Text segment =
But Ovid could not identify this people with the Thessalians of his
own day. The Blood People would have perished in the Deluge. Ac-
cordingly he referred to them as a somewhat indefinite tribe of the
Iron Age.
Ovid was acquainted with many references to the Giants in the
work of Lucretius and other earlier Roman poets. Horace had treated
the myth at some length in more than one of his lyrics, and Vergil had
given a number of details in his Georgics. Ovid himself referred to the
subject frequently in his other poetry and had even begun an epic
called The Battle of the Giants. Later, in the song of Orpheus (Bk.
10), he was to mention Jove's victory on the plain of Phlegra. For
the most part Ovid took his material directly from the Greeks. But
Vergil may have suggested his unconventional method of piling the
mountains Ossa, Pelion, and Olympus.
The later poets, Statius and Lucan, mentioned the Giants briefly,
and Claudian began an epic in Greek called the Gigantomachia, of
which fragments remain. They do not show any direct influence of
Ovid.

Given material =
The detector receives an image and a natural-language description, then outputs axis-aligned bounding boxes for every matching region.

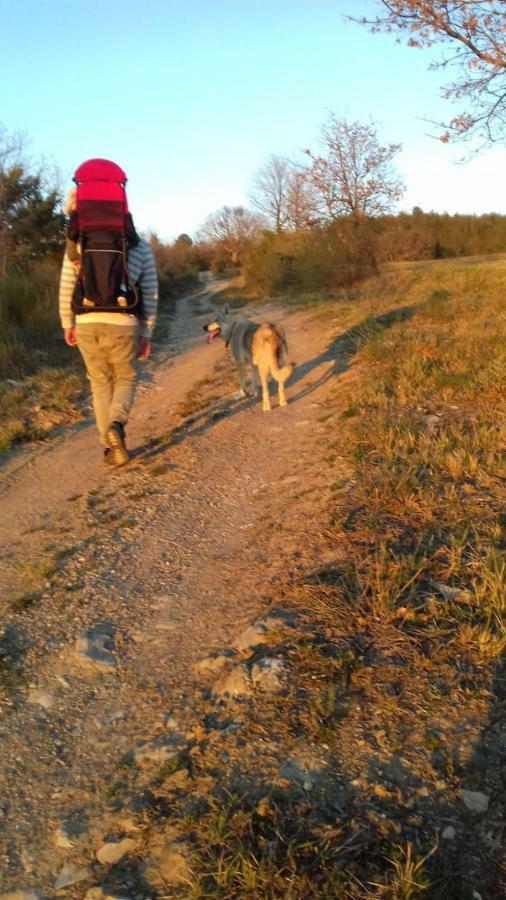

Tasks to carry out =
A. From the passage on Ovid and the Giants, return the text between "Ovid was acquainted" and "of Orpheus (Bk.", inclusive.
B. According to the passage on Ovid and the Giants, what was the title of the epic that Ovid had begun?
C. Using the passage on Ovid and the Giants, explain why Ovid referred to the Blood People as a somewhat indefinite tribe of the Iron Age.

Problem solutions =
A.
Ovid was acquainted with many references to the Giants in the
work of Lucretius and other earlier Roman poets. Horace had treated
the myth at some length in more than one of his lyrics, and Vergil had
given a number of details in his Georgics. Ovid himself referred to the
subject frequently in his other poetry and had even begun an epic
called The Battle of the Giants. Later, in the song of Orpheus (Bk.

B. The Battle of the Giants.

C. Ovid could not identify the Blood People with the Thessalians of his own day, because the Blood People would have perished in the Deluge. He therefore described them as a somewhat indefinite tribe of the Iron Age.